- [EXERCISE DESCRIPTION] Pick out each line in the entries below that contains the word "above" and copy it. The match is case-sensitive.

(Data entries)

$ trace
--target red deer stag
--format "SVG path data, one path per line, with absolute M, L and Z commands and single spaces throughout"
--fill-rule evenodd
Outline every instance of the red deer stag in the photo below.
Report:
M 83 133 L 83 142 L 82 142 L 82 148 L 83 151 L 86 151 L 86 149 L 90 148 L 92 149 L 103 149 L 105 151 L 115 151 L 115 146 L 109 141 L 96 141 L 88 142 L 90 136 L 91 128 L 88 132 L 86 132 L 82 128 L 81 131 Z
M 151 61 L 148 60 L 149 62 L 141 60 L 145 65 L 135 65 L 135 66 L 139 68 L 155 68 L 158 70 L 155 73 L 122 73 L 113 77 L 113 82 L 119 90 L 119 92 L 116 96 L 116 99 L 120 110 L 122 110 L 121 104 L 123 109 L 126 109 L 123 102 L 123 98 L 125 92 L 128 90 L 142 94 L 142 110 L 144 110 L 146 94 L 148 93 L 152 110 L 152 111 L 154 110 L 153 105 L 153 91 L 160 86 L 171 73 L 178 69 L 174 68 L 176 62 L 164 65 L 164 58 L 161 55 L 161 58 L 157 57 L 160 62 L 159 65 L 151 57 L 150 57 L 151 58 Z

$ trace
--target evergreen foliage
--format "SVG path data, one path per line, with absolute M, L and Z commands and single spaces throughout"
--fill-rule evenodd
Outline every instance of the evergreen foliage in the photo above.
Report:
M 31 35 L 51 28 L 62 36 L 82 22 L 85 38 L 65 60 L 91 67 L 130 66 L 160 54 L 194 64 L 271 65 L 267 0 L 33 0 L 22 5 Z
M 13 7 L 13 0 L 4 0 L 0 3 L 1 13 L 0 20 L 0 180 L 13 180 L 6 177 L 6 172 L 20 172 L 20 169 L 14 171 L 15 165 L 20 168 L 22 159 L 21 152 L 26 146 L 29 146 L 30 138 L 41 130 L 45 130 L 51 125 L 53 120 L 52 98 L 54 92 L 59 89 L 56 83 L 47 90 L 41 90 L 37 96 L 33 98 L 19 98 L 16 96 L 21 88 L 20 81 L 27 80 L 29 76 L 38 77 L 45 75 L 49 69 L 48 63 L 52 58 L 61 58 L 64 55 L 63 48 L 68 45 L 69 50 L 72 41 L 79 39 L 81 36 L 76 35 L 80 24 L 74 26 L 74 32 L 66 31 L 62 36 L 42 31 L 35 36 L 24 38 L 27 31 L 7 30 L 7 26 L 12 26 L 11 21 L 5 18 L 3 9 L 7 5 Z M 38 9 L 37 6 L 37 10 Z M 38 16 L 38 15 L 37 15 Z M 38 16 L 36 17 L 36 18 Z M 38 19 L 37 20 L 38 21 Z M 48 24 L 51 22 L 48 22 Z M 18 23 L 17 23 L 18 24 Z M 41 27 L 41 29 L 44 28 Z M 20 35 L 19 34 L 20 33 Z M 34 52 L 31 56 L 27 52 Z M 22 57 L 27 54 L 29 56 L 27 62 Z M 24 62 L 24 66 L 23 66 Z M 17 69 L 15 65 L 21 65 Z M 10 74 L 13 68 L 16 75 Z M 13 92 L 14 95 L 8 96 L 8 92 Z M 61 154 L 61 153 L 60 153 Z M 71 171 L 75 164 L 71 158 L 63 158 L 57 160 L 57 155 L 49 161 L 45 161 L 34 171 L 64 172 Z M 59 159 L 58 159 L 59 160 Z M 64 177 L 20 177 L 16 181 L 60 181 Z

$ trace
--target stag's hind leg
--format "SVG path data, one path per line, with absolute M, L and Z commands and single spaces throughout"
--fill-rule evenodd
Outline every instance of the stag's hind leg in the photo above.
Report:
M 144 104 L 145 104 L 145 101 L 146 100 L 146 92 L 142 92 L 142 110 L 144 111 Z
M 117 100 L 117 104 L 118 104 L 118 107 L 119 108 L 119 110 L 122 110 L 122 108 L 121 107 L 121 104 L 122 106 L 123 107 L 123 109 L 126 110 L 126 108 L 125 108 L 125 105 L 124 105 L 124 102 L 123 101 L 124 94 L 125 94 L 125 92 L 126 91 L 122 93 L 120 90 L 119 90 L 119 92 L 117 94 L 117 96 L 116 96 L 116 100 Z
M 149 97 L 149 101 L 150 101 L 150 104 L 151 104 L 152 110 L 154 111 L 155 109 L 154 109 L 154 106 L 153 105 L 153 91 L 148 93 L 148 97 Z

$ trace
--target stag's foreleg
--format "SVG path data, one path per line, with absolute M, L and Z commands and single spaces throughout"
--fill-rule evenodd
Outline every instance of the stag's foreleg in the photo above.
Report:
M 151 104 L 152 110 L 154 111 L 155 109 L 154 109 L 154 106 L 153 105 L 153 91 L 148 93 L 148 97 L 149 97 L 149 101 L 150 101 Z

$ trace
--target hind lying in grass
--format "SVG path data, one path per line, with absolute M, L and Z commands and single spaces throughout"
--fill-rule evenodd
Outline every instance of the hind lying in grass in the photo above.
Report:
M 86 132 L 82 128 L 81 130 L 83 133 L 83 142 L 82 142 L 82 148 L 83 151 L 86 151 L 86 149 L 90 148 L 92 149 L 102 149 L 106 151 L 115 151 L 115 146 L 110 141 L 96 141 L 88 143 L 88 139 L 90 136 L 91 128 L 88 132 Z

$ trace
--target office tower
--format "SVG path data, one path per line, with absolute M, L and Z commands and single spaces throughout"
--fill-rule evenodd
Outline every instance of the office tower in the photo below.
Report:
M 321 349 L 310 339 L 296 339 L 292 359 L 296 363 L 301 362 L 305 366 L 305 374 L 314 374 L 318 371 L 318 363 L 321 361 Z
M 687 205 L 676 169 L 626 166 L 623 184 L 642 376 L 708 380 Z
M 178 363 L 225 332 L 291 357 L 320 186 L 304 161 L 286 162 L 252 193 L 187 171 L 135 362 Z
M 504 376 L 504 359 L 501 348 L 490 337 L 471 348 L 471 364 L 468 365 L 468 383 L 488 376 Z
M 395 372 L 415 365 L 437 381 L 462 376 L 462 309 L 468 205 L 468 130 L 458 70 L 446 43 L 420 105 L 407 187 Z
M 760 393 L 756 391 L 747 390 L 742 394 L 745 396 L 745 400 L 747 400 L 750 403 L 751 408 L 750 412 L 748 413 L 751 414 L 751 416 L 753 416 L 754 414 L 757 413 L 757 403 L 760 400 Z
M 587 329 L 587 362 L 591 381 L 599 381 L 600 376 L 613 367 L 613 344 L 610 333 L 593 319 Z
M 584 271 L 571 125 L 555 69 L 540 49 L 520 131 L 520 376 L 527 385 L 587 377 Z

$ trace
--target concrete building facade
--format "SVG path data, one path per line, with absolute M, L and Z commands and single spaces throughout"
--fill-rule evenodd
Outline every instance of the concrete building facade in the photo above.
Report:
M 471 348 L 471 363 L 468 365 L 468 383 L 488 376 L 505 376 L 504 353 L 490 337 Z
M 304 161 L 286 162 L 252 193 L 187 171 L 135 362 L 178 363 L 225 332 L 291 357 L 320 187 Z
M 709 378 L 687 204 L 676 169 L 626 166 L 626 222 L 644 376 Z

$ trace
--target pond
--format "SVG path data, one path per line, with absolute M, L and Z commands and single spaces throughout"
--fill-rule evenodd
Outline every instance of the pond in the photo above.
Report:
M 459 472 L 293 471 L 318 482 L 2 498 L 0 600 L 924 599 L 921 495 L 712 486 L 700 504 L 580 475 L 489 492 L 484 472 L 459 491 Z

- [THE REPLY]
Outline every instance of the evergreen foliage in the photo above.
Outline every instance of the stag's hind leg in the photo above.
Outline every instance of the stag's foreleg in the photo above.
Outline every instance of the hind lying in grass in the photo above.
Outline every instance of the concrete building facade in the photo above.
Outline every instance of the pond in the photo above.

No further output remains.